**WORK TO COMPLETE**
An exact restatement of the data is required, with the images omitted.

-- INFORMATION GIVEN follows --

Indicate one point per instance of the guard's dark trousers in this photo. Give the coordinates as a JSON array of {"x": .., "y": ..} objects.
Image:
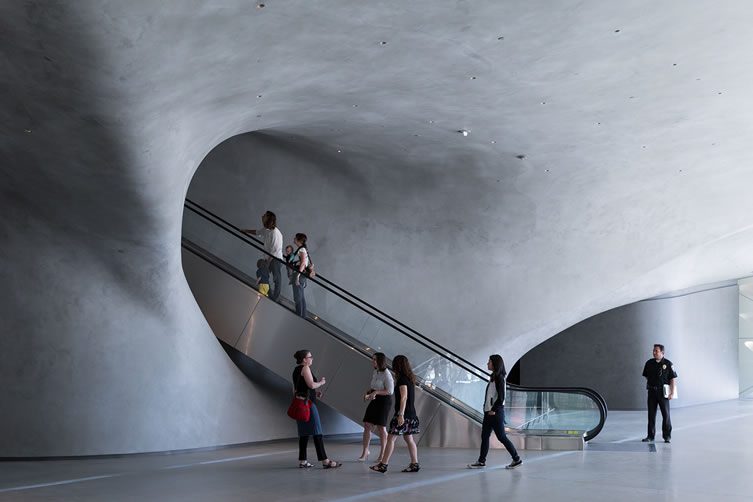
[{"x": 656, "y": 398}]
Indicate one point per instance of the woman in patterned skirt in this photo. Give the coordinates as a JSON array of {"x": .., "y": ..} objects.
[{"x": 405, "y": 421}]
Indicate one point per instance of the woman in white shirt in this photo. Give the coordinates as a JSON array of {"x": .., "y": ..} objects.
[
  {"x": 380, "y": 402},
  {"x": 298, "y": 280}
]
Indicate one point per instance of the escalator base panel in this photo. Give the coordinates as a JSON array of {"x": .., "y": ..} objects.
[{"x": 541, "y": 442}]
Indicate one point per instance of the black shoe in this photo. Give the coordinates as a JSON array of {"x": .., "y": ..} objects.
[
  {"x": 514, "y": 464},
  {"x": 380, "y": 467}
]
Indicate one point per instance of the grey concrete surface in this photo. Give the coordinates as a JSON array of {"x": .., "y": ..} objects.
[
  {"x": 607, "y": 161},
  {"x": 707, "y": 460},
  {"x": 607, "y": 352}
]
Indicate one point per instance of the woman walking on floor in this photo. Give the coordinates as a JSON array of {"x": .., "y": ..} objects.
[
  {"x": 380, "y": 401},
  {"x": 305, "y": 384},
  {"x": 494, "y": 414},
  {"x": 405, "y": 422}
]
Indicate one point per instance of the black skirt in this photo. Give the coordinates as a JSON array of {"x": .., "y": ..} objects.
[{"x": 378, "y": 410}]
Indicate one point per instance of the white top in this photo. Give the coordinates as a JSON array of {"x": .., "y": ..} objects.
[
  {"x": 382, "y": 380},
  {"x": 303, "y": 257},
  {"x": 272, "y": 241},
  {"x": 491, "y": 396}
]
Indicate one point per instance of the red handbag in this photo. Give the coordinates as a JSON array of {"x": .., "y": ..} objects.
[{"x": 300, "y": 409}]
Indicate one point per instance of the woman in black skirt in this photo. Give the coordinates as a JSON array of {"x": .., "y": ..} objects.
[
  {"x": 304, "y": 387},
  {"x": 405, "y": 421},
  {"x": 380, "y": 402}
]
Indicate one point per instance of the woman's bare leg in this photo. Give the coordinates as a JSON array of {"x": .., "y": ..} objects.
[
  {"x": 381, "y": 431},
  {"x": 366, "y": 440},
  {"x": 412, "y": 448}
]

-- INFORMATION GIVEN concluded --

**SOLUTION TO THIS TASK**
Indicate one point per instance of the guard's dark trousers in this photo. Give the coordinates as a JSON array of {"x": .., "y": ..} objects.
Image:
[{"x": 656, "y": 398}]
Indicate one point per instance of the woman in patterned skirt in this photo. Give the coordinates as a JSON array of {"x": .., "y": ..} objects.
[{"x": 405, "y": 421}]
Indicate one point per instance of the woman in white shirt in this photo. Give the coordinates as a JSON array of {"x": .., "y": ..} objects.
[
  {"x": 380, "y": 402},
  {"x": 298, "y": 280}
]
Indicate one point per instance of the escalator base panel in this photo. Give the coordinates as a JSON array of {"x": .., "y": ..} objects.
[{"x": 541, "y": 442}]
Indicate one point per instance of the black shoe in this photo. Give the coordinates as a JSON array of {"x": .., "y": ..} objects.
[
  {"x": 514, "y": 464},
  {"x": 380, "y": 467}
]
Indicate one point per instance of the grey concrete surface in this photo. Give the coordinates as a JSON array of {"x": .., "y": ..} objects.
[
  {"x": 607, "y": 161},
  {"x": 707, "y": 460},
  {"x": 607, "y": 352}
]
Indicate one point per instance of the woman walking on floor in this photo. Give the coordinates as a JSON array of {"x": .., "y": ..} objects.
[
  {"x": 380, "y": 401},
  {"x": 305, "y": 384},
  {"x": 494, "y": 414},
  {"x": 405, "y": 422}
]
Indicate one point per instance of the black skirt in this photo. Give the coordinates as a JSON array of {"x": .., "y": ..} objects.
[{"x": 378, "y": 410}]
Indicate one point per instance of the white top in this photo. Give the coordinates as a JSON array of {"x": .., "y": ..} objects.
[
  {"x": 382, "y": 380},
  {"x": 303, "y": 257},
  {"x": 272, "y": 241},
  {"x": 491, "y": 396}
]
Indicate one point per instance of the red handbag in this photo. Give the coordinates as a JSON array of {"x": .., "y": ..} objects.
[{"x": 300, "y": 409}]
Indicate one point per instance of the woman in black skirt in this photo. Give the coordinates as a JSON array of {"x": .., "y": ..} objects.
[
  {"x": 304, "y": 387},
  {"x": 405, "y": 421},
  {"x": 380, "y": 402}
]
Indicate one point per instance of the woman's bare leg in this photo. Give the coordinates as a JSON array of {"x": .., "y": ..} objects.
[
  {"x": 381, "y": 431},
  {"x": 366, "y": 440},
  {"x": 412, "y": 448}
]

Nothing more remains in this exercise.